- **What to produce**
Copy the entries below word for word, starting at the line containing "the sneaker sole" and continuing through the line containing "point(168, 327)", including both of those lines.

▬▬▬▬▬▬▬▬▬▬

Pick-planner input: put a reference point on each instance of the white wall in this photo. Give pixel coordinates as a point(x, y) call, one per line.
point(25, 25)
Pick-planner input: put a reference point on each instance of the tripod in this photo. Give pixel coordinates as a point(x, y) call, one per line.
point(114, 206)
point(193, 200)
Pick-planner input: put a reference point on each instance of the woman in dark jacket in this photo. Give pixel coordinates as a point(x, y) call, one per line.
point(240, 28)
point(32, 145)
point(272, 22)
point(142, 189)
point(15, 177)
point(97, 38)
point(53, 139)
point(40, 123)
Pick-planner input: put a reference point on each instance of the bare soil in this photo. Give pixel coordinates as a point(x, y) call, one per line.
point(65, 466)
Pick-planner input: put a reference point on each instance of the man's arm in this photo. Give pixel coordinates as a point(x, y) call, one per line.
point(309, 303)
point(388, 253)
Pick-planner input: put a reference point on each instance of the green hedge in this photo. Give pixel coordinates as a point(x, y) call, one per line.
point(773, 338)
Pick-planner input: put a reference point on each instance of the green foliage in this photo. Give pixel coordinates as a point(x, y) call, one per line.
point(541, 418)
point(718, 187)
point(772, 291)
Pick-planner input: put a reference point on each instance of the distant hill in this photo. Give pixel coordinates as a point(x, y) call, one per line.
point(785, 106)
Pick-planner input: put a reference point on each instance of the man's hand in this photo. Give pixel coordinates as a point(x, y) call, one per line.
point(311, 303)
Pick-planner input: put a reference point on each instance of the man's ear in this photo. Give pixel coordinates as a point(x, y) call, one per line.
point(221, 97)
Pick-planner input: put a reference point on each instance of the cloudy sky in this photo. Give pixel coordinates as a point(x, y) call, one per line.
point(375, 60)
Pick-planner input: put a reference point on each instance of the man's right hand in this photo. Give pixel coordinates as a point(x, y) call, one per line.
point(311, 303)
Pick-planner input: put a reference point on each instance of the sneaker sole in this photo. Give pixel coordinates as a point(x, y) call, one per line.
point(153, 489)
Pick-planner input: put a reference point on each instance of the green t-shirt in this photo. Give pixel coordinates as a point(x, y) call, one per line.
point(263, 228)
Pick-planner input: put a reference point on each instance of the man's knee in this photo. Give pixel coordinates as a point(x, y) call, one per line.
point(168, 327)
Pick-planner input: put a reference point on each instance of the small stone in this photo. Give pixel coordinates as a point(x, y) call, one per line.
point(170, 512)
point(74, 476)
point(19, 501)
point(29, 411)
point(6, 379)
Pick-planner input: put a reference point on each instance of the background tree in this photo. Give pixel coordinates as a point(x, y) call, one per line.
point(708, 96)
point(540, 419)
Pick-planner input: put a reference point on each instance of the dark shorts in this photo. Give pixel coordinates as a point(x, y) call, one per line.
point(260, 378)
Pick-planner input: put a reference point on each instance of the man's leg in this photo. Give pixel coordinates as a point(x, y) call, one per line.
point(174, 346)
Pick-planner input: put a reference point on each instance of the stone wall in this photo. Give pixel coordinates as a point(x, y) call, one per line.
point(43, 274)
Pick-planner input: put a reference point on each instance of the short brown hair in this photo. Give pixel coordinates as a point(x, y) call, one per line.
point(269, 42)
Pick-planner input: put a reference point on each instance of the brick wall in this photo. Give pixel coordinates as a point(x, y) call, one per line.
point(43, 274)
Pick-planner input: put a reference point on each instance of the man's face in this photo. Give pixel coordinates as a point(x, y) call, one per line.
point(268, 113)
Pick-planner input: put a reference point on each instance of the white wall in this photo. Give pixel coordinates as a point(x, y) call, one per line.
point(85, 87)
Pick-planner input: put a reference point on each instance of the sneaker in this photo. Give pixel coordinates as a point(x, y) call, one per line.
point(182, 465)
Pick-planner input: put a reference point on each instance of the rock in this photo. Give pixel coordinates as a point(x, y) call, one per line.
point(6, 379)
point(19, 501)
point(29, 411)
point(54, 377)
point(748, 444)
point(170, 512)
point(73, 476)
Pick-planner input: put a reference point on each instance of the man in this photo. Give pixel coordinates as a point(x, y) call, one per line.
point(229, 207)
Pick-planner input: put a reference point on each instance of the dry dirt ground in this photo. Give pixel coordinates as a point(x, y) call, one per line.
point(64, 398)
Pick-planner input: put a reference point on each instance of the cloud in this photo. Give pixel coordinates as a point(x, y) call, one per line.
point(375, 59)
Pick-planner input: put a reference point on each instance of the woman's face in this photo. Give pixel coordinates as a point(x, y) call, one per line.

▬▬▬▬▬▬▬▬▬▬

- **Correct answer**
Pick-planner input: put a reference point on each instance of the sneaker sole in this photo. Give pixel coordinates as a point(x, y) call, one per line.
point(153, 489)
Pick-planner input: put a reference point on each instance of the green t-shirt in this photo. Give pixel coordinates as a point(x, y) call, one per line.
point(263, 228)
Pick-planner input: put a reference point on each instance of the man's knee in this photo. Give pixel coordinates as a point(x, y) call, one per line.
point(168, 327)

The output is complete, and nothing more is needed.